*What to produce*. Recast the items below as a Markdown table with one row per line, omitting blank lines. Head the columns Row and Item line, with the row number in the first column.

*Data listing*.
○ ○ ○ ○
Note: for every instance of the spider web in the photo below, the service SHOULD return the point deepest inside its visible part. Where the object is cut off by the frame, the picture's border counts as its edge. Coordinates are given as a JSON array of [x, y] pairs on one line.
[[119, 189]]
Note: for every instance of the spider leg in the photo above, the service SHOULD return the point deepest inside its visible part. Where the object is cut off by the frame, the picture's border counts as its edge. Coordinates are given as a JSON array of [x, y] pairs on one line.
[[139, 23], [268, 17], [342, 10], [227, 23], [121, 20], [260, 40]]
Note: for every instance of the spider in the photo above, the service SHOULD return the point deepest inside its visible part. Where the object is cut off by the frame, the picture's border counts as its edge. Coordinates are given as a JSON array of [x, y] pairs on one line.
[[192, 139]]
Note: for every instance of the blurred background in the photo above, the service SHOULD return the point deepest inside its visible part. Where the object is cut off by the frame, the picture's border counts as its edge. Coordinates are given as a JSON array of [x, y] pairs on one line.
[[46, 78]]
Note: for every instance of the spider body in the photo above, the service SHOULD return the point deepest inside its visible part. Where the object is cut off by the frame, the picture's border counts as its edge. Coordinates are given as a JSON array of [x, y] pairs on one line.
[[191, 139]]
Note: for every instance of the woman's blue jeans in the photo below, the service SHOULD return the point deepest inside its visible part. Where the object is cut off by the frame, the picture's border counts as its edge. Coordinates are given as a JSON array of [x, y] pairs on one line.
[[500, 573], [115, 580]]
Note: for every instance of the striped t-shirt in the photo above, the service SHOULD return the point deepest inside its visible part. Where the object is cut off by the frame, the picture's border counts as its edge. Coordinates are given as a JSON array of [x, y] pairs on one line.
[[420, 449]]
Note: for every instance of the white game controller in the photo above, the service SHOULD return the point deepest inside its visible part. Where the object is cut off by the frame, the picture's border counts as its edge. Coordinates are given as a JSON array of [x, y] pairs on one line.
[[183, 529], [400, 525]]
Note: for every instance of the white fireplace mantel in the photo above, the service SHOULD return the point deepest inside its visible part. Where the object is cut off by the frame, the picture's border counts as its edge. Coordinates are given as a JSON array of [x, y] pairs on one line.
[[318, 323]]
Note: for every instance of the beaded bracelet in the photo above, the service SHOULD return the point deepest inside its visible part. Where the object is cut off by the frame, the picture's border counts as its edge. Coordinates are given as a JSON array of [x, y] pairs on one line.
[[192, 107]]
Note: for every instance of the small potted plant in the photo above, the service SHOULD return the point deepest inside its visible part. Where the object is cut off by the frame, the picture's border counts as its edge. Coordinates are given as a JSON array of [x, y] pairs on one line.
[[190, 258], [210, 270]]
○ ○ ○ ○
*The reply*.
| Row | Item line |
|---|---|
| 1 | Note: for every instance of the spider web in the photo below, the service SHOULD return the point deepest inside its visible part. Where the object is cut off by the frame, the picture's border counts as its edge. Coordinates are given as a JSON array of [x, y] pairs on one line. |
| 2 | [[119, 189]] |
| 3 | Note: for every instance of the spider leg in the photo above, the service SHOULD return the point deepest inside its visible part. Where the object is cut off by the frame, the picture's border counts as its edge. Coordinates are given as a JSON array of [x, y] pairs on one line. |
| 4 | [[139, 23], [268, 17], [342, 10], [227, 23], [121, 20], [260, 40]] |
| 5 | Note: for every instance of the spider in the photo above, the service SHOULD return the point deepest inside its visible part. Where the object is cut off by the frame, the picture's border counts as its edge. Coordinates are given as a JSON array of [x, y] pairs on one line. |
| 6 | [[192, 139]] |
| 7 | Note: for every instance of the blurred background in the photo above, the service SHOULD return the point deepest inside its visible part. Where the object is cut off by the frame, the picture's border counts as its edge. Coordinates are given as a JSON array of [x, y] pairs on one line. |
| 8 | [[46, 78]] |
| 9 | Note: for every instance of the spider body in the photo above, the service SHOULD return the point deepest inside its visible part. Where the object is cut off by the frame, the picture's border counts as its edge. Coordinates are given as a JSON array of [x, y] pairs on one line. |
| 10 | [[191, 139]] |
| 11 | Note: for every instance of the woman's blue jeans in the photo below, the service SHOULD return the point deepest inside its visible part. Where the object is cut off by the frame, the picture's border counts as its edge. Coordinates are given as a JSON array of [x, y] pairs on one line. |
| 12 | [[500, 573], [115, 580]] |
| 13 | Note: for every instance of the striped t-shirt in the photo above, the service SHOULD return the point deepest inside its visible part. Where the object is cut off by the frame, the picture's border counts as its edge. Coordinates are given as a JSON array of [x, y] pairs on one line. |
| 14 | [[420, 449]] |
| 15 | Note: for every instance of the white game controller in the photo above, the service SHOULD return the point deepest inside its visible part. Where the object is cut off by the frame, the picture's border counts as its edge. Coordinates are given as a JSON array of [x, y] pairs on one line. |
| 16 | [[183, 529], [400, 525]] |
| 17 | Note: for every instance of the white fireplace mantel in the photo above, the service SHOULD return the point deepest inside its visible part. Where the object is cut off by the frame, the picture's border counts as its edge. Coordinates are given as a JSON array of [x, y] pairs on one line. |
| 18 | [[318, 323]] |
| 19 | Note: for every instance of the beaded bracelet in the photo above, the service SHOULD return the point deepest inside its visible part. Where the object is cut off by the frame, the picture's border counts as its edge. Coordinates are given as a JSON array of [x, y] pairs on one line. |
| 20 | [[192, 107]] |
| 21 | Note: for every instance of the small potted plant in the photo above, the service SHOULD return the point deepest inside its visible part. Where the object is cut off by the frame, the picture's border counts as its edge. Coordinates are given as a JSON array of [x, y] pairs on one line. |
| 22 | [[190, 258], [210, 270]] |